(Object position labeling entries)
===============

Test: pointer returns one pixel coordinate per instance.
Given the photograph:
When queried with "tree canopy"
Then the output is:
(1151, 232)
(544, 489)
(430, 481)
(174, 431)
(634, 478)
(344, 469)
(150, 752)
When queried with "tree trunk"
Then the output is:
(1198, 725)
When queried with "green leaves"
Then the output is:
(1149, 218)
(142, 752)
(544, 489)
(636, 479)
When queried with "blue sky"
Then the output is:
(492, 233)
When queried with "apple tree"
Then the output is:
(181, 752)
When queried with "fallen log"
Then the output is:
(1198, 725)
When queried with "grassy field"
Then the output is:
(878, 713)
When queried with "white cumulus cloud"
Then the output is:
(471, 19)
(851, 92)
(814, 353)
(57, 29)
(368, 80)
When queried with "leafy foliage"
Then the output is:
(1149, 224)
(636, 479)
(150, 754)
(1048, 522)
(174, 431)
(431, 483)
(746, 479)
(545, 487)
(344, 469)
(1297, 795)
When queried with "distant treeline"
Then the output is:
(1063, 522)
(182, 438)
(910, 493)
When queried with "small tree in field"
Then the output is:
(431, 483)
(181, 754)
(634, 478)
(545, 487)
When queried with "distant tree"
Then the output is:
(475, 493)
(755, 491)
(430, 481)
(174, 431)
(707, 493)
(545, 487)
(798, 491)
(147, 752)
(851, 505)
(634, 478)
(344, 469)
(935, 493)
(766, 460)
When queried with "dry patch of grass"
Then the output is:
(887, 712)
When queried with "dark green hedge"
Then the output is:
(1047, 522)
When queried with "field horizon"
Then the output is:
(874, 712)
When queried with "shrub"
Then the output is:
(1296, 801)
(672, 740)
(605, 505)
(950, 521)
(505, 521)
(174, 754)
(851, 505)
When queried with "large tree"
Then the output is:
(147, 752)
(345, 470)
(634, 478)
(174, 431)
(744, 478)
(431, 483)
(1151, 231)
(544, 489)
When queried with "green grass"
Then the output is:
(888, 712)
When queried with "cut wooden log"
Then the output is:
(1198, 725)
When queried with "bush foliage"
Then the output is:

===============

EXERCISE DESCRIPTION: Copy out every line of the data above, exactly as given.

FULL SOLUTION:
Test: pointer returns one pixel coordinate per instance.
Given the photograph:
When queried with "tree canopy"
Then the output is:
(1151, 232)
(544, 489)
(430, 481)
(174, 431)
(634, 478)
(344, 469)
(150, 752)
When queried with "tree trunk"
Then the output is:
(1198, 725)
When queried with "green leaves"
Then the output is:
(1149, 218)
(142, 752)
(544, 489)
(636, 479)
When queried with "blue sky"
Then the output is:
(492, 233)
When queried with "apple tree"
Then the output is:
(181, 752)
When queried with "fallen log"
Then the output is:
(1198, 725)
When queried with "grassy field"
Then the output is:
(878, 713)
When queried with "white cumulus cloud"
Then the output is:
(471, 19)
(851, 92)
(814, 353)
(57, 29)
(368, 80)
When queried with "leafy foliage"
Then the output is:
(1149, 224)
(636, 479)
(150, 754)
(1048, 522)
(174, 431)
(431, 483)
(746, 479)
(545, 487)
(344, 469)
(1297, 795)
When queried with "distant treeline"
Then the output is:
(1063, 522)
(182, 438)
(910, 493)
When queried with "small tree in field"
Then the output is:
(431, 483)
(181, 754)
(634, 478)
(545, 487)
When queried with "distant tree"
Then the output is:
(475, 493)
(755, 491)
(430, 481)
(174, 431)
(707, 493)
(545, 487)
(798, 491)
(147, 752)
(851, 505)
(634, 478)
(344, 469)
(935, 493)
(766, 460)
When queried with "dry patch of grass"
Then the output is:
(887, 712)
When queried with "dark green hedge"
Then the output is:
(1047, 522)
When queried with "field horizon"
Then the output is:
(874, 712)
When queried with "shrub"
Then the output is:
(1296, 801)
(672, 740)
(605, 505)
(950, 521)
(505, 521)
(174, 754)
(851, 505)
When queried with "large tree"
Then the output is:
(147, 752)
(345, 470)
(634, 478)
(174, 431)
(744, 478)
(431, 483)
(1151, 231)
(544, 489)
When queried with "green grass"
Then the output is:
(888, 712)
When queried with "cut wooden log"
Then the output is:
(1198, 725)
When queried with "bush foliage"
Then the output is:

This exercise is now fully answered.